### ИСТОЧНИК
● ● ●
Краснознаменная «Щ-404» воевала с немецко-фашистскими захватчиками от первого до последнего дня Великой Отечественной войны. Тысячи миль прошла она с боями в водах штормового Баренцева моря. Нередко на пути к вражеским берегам приходилось ей форсировать минные заграждения, а после атаки подвергаться ожесточенной бомбежке противолодочных сил.

Несколько отлично выполненных специальных заданий командования и девять потопленных кораблей противника. Эти боевые успехи закалили волю подводников, отточили их мастерство, заслужили им аву экипажа отважных и умелых воинов.

Команда «щуки», ставшая подлинной грозой для гитлеровцев, воспитала в своем коллективе мужественных, беспредельно преданных Родине моряков.

И это произошло не случайно. Кораблем-ветераном в свое время командовал прославившийся на войне Герой Советского Союза Иван Александрович Колышкин. Двенадцать боевых походов провел на нем командир с железной выдержкой и завидным хладнокровием — капитан 3 ранга Владимир Алексеевич Иванов. Командование он сдал энергичному, смелому и, несмотря на молодость, знающему офицеру капитан-лейтенанту Макаренкову.
● ● ●
### ИЗВЛЕЧЕННЫЕ ДАННЫЕ
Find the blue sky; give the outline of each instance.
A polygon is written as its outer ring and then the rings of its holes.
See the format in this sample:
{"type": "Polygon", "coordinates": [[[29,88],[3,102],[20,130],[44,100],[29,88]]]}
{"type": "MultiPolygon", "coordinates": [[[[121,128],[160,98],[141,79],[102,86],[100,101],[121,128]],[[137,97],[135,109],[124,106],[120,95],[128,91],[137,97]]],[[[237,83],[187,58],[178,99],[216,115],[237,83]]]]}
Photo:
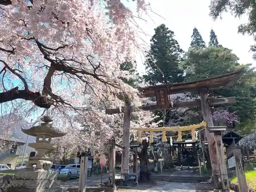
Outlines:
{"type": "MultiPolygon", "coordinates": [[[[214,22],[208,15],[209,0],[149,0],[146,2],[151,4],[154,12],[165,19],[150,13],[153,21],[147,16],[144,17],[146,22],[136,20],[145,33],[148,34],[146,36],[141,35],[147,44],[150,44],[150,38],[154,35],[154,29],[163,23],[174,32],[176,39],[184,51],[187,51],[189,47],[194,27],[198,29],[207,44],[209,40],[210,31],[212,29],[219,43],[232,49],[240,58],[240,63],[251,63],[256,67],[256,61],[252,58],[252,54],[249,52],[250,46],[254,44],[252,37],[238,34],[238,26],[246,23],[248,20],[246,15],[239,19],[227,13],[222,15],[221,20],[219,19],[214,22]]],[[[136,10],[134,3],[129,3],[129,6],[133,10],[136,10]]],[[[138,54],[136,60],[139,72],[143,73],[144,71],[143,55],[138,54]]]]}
● ● ●
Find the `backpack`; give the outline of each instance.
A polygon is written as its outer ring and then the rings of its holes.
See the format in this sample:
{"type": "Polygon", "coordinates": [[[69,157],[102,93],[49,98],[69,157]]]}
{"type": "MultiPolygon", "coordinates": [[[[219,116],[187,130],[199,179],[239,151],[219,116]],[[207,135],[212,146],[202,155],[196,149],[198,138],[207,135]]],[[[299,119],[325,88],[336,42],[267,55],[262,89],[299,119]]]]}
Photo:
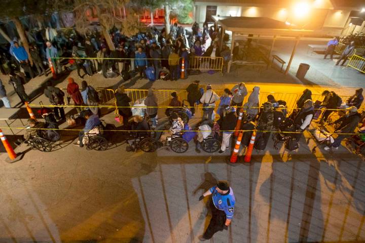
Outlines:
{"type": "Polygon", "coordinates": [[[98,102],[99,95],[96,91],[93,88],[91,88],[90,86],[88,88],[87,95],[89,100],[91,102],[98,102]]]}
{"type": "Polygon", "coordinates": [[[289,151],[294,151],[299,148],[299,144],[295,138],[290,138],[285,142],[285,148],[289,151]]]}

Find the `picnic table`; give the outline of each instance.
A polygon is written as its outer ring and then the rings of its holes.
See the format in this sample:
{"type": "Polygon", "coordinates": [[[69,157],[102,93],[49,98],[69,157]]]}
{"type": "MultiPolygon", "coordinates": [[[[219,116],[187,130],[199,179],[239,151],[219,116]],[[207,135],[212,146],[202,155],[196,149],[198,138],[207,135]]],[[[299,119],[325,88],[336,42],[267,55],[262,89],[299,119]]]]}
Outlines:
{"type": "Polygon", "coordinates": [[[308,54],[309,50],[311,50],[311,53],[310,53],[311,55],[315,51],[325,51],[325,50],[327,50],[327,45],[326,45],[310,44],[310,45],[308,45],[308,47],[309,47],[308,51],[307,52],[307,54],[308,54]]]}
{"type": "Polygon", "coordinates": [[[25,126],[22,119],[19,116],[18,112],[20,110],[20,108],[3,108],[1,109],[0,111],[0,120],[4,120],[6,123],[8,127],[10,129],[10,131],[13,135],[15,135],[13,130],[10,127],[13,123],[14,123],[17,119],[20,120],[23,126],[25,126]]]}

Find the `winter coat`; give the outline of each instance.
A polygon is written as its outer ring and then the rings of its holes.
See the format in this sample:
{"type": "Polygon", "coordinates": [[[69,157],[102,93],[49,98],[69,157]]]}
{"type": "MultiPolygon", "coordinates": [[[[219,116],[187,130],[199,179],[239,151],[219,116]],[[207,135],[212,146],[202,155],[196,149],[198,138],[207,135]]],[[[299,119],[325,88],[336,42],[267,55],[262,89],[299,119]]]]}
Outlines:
● ● ●
### ЗАДАНИЕ
Изложите короче абзац текста о подводной лодке «Щ-404», который начинается словами «И это произошло не случайно», сохранив его основные факты. Листинг для работы не понадобится.

### ОТВЕТ
В свое время лодкой командовал Герой Советского Союза И. А. Колышкин. Капитан 3 ранга В. А. Иванов, выдержанный и хладнокровный, провел на ней двенадцать боевых походов. Затем он передал командование молодому, энергичному и знающему капитан-лейтенанту Макаренкову.